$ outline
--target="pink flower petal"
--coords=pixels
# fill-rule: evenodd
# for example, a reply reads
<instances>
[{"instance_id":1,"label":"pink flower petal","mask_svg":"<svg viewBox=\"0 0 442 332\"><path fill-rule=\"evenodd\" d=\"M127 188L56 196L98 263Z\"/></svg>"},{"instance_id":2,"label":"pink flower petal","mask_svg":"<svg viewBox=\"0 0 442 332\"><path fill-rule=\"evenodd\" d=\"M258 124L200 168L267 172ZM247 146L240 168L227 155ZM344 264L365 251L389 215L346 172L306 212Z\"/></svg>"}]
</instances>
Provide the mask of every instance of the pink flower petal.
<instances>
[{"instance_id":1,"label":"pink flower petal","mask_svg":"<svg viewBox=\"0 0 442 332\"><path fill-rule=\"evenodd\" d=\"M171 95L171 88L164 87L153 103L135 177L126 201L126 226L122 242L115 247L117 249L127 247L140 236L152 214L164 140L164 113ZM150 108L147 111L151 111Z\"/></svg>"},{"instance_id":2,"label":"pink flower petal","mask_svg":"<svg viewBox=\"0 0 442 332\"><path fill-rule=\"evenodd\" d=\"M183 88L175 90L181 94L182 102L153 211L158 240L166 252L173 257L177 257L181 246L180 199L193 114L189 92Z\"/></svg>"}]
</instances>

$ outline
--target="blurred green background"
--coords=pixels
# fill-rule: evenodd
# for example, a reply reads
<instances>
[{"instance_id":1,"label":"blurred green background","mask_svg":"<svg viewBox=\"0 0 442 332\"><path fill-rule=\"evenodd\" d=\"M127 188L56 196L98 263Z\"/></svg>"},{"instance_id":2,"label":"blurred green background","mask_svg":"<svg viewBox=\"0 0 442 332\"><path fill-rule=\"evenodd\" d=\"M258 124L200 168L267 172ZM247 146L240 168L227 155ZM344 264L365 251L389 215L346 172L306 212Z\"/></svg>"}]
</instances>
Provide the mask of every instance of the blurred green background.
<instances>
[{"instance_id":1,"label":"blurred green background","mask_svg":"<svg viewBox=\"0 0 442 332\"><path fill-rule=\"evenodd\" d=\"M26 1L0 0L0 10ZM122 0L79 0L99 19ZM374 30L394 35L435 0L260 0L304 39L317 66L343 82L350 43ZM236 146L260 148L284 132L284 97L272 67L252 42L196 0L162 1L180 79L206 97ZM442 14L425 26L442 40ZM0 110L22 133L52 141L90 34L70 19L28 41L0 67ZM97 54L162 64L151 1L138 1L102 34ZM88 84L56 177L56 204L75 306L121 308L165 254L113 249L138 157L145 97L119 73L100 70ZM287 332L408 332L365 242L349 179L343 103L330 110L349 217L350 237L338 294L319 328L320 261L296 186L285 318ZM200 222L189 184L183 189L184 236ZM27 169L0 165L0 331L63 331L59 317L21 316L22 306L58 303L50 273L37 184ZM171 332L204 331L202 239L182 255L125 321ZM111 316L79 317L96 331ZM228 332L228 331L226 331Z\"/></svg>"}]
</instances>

- [What the exercise asks]
Locate each line above that contains the word "flower" and copy those lines out in full. Matches must have the same capitalization.

- [Solution for this exercise]
--target="pink flower petal"
[{"instance_id":1,"label":"pink flower petal","mask_svg":"<svg viewBox=\"0 0 442 332\"><path fill-rule=\"evenodd\" d=\"M127 188L56 196L98 263Z\"/></svg>"},{"instance_id":2,"label":"pink flower petal","mask_svg":"<svg viewBox=\"0 0 442 332\"><path fill-rule=\"evenodd\" d=\"M258 124L200 168L267 172ZM247 146L240 168L227 155ZM344 264L365 251L389 215L346 172L306 212Z\"/></svg>"}]
Provide the mask of every instance of the pink flower petal.
[{"instance_id":1,"label":"pink flower petal","mask_svg":"<svg viewBox=\"0 0 442 332\"><path fill-rule=\"evenodd\" d=\"M171 95L171 88L164 87L153 103L135 177L126 201L126 226L122 242L115 247L117 249L127 247L140 236L152 214L164 140L164 113ZM150 108L147 111L151 111Z\"/></svg>"},{"instance_id":2,"label":"pink flower petal","mask_svg":"<svg viewBox=\"0 0 442 332\"><path fill-rule=\"evenodd\" d=\"M183 88L175 90L181 94L182 102L153 211L158 240L166 252L173 257L177 257L181 246L180 199L193 114L189 92Z\"/></svg>"}]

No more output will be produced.